SUPPLIED PASSAGE:
- - - - -

I will admit to something . I have gained a bit of weight in the last months of 2014. Part of it was the simple good food of it all , part of it was me being away from home and dealing with a mad stressful situation and part of it was nothing is harder than working out in the cold when you are already unmotivated by circumstances. so now the 10 lbs I was trying to lose has risen to 25.
I have had a hard time motivating myself . I have the a fitbit and a Jawbone UP24 ( yes I have them both) and I invite people to add me to their teams because competition does help me but that does not help with the other thing. The other thing is eating , specifically boredom eating. I look at women with tiny tight bodies and think I can do this then I am confronted with fudgy brownies and I decide that it is overrated and unfeminine to be muscular. in other words I fill my self with crap . literally and figuratively ..sorry.
I then thought about the times when I lost a great deal of weight . the first was when I was 26 and lost 60 lbs in about 4 months. yes. 4 months. How? How did I do this feat of magic that left people that had seen me in month one scratching their heads at month 4 ? it was hate. yes. the most toxic thing ever . HATE. I found out that my ex was a cheater and a liar ( both things are exclusive) and I decided that I had to be so hot that he would want to kill himself over me. it backfired because he actually kidnapped me and trying to force me into a marriage because hate is a bad thing but the point i started with was that I did lose 60 lbs in 4 months.

- - - - -

DATA TO EXAMINE:

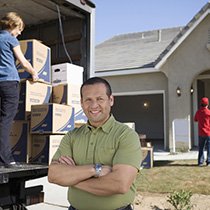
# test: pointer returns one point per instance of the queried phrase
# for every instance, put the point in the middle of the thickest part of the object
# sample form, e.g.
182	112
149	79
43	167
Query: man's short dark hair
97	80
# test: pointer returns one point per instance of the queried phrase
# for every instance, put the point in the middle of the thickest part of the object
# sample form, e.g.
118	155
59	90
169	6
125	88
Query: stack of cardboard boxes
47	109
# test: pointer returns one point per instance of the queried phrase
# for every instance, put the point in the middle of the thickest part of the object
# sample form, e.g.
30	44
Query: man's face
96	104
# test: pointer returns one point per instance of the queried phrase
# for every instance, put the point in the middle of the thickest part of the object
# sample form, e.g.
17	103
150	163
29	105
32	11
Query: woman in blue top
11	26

- - - - -

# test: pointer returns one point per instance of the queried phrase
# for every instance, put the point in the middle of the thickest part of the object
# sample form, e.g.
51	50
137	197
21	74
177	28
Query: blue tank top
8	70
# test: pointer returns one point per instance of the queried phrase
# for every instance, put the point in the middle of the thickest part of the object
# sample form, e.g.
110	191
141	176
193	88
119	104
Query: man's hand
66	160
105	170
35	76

- - - - -

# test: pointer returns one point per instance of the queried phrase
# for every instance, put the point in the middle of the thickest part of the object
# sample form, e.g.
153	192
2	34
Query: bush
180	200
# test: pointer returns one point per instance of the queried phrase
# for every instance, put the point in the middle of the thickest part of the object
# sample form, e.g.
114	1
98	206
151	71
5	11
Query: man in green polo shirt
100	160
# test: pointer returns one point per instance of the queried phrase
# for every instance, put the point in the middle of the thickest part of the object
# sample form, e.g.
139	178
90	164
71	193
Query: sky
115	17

- - - - -

TASKS TO COMPLETE:
1. Using the weight-loss post, say whether each statement agrees with it: (a) The writer owns both a Fitbit and a Jawbone UP24. (b) The writer put on the weight while staying at home. (c) The writer lost 60 lbs at age 30. Answer yes or no for each and quote the words that decide it.
2. In the weight-loss post, how many pounds was the writer originally trying to lose?
3. Carry on writing the weight-loss post from the end of its last sentence.
You won't need the material above for any of this.

EXPECTED RESPONSES:
1.
(a) Yes: "yes I have them both"
(b) No: "part of it was me being away from home"
(c) No: "the first was when I was 26 and lost 60 lbs in about 4 months"

2. 10 lbs.

3.
The second time was spite. I had lost weight and had gone from a size 16 to a 10 and someone asked me if I was a size 20! A FUCKING 20! So I immediately lost an additional 20 lbs and landed in a size 4. take that bitch!
So i thought about those things and realized that I am not a difficult motivation person I just need something that makes me dig my heels in . and this time I decided that if I can do these things , that I have to stop saying that I am unmotivated. I am very motivated. and If I can do these things for hate and spite I can do them for me. I can decide that I love myself as much as I hated my lying cheating EX and the woman at the store. Here is some of my tricks .
- Mantra ; yes it is hokey. It is also effective.”If I could do it for them I can do it for me” has stopped me from diving head long into late night eating more than once.
- substitution. I have to say this , JIMACA IS NOT FRENCH FRIES!!! If one more website suggests that I eat a sliced Jimaca when I want fries I will scream. That having been said if you must eat having something friendly to eat is helpful. like olives or pickles.
- affirmations . Mantra’s bigger hokier brother but again effective. a nice lively round of ” I is good , I is smart , I is important ” really does help you not to finish off a pound of … well a pound of anything really. eat by the pound can’t be healthy.
These have been my things to replace the whole hate/spite thing and so far it has helped me tremendously.